» **서면 요청**: 아래 기록의 모든 줄을 "번호"와 "내용" 두 열로 된 마크다운 표로 나타내세요. 빈 줄은 빼세요.

» **제공된 기록**:
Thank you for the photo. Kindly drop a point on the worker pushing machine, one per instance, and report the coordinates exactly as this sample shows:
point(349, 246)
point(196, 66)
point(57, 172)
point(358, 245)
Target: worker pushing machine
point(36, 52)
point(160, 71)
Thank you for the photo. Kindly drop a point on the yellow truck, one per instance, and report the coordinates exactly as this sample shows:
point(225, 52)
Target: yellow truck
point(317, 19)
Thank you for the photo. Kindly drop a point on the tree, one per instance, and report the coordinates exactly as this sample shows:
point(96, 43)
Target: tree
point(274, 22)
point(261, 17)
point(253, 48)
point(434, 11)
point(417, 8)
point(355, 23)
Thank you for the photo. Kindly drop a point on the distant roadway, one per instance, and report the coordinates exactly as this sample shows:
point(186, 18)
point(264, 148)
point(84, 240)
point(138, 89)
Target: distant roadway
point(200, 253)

» **연습 문제 풀이**:
| 번호 | 내용 |
|---|---|
| 1 | Thank you for the photo. Kindly drop a point on the worker pushing machine, one per instance, and report the coordinates exactly as this sample shows: |
| 2 | point(349, 246) |
| 3 | point(196, 66) |
| 4 | point(57, 172) |
| 5 | point(358, 245) |
| 6 | Target: worker pushing machine |
| 7 | point(36, 52) |
| 8 | point(160, 71) |
| 9 | Thank you for the photo. Kindly drop a point on the yellow truck, one per instance, and report the coordinates exactly as this sample shows: |
| 10 | point(225, 52) |
| 11 | Target: yellow truck |
| 12 | point(317, 19) |
| 13 | Thank you for the photo. Kindly drop a point on the tree, one per instance, and report the coordinates exactly as this sample shows: |
| 14 | point(96, 43) |
| 15 | Target: tree |
| 16 | point(274, 22) |
| 17 | point(261, 17) |
| 18 | point(253, 48) |
| 19 | point(434, 11) |
| 20 | point(417, 8) |
| 21 | point(355, 23) |
| 22 | Thank you for the photo. Kindly drop a point on the distant roadway, one per instance, and report the coordinates exactly as this sample shows: |
| 23 | point(186, 18) |
| 24 | point(264, 148) |
| 25 | point(84, 240) |
| 26 | point(138, 89) |
| 27 | Target: distant roadway |
| 28 | point(200, 253) |